#### What to produce
All lines from the one containing "Tag the snow" to the end of the entries below should be output exactly as they appear. No other lines should be output.
----- Material for the task
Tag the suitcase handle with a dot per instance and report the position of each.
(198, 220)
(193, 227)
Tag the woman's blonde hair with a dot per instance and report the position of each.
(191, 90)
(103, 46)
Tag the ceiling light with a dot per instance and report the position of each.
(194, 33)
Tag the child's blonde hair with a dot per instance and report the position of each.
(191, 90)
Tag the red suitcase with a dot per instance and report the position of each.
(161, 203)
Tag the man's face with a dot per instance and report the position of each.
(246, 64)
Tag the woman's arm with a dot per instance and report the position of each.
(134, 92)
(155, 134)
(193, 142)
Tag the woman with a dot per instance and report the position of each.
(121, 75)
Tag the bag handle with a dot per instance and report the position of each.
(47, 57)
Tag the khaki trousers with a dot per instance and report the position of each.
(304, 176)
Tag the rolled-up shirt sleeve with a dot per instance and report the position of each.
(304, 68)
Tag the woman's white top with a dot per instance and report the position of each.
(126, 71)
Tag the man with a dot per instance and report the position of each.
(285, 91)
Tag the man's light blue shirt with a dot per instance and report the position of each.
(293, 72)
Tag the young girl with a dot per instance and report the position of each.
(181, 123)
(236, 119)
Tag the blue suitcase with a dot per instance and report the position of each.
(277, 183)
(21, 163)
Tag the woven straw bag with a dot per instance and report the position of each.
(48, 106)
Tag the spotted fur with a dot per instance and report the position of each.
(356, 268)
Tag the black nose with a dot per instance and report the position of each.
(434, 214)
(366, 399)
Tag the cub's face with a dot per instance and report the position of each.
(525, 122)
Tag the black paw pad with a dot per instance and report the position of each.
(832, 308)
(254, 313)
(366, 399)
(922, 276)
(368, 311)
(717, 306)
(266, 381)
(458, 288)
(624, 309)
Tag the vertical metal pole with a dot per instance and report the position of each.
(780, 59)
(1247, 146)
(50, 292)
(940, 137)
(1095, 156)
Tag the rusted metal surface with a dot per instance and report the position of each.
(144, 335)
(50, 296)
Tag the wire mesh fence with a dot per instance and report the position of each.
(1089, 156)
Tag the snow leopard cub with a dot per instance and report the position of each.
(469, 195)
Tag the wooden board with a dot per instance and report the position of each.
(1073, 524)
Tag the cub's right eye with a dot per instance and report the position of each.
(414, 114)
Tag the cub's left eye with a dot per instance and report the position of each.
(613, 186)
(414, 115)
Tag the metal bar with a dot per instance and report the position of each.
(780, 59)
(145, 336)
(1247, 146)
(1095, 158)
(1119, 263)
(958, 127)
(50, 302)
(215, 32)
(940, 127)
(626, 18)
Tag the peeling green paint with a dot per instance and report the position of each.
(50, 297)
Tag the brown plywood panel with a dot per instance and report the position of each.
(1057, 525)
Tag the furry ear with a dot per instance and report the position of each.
----------
#### Exercise output
Tag the snow leopard cub with a dot per instance and report the position of each.
(469, 195)
Tag the wooden board with a dot per instance and report the position of each.
(1073, 524)
Tag the cub's right eye with a dot per instance and report the position of each.
(414, 114)
Tag the cub's left eye with a dot per instance and report the position of each.
(613, 186)
(414, 115)
Tag the metal bar with a dot per instance and report the position of each.
(780, 59)
(145, 336)
(1247, 146)
(1095, 158)
(1119, 263)
(958, 127)
(50, 302)
(215, 32)
(940, 127)
(626, 18)
Tag the peeling green paint with a dot per instance and report the position of each.
(50, 297)
Tag the brown plywood panel with a dot per instance and report the position of each.
(1057, 525)
Tag the furry ear with a dot per instance and report the position of each.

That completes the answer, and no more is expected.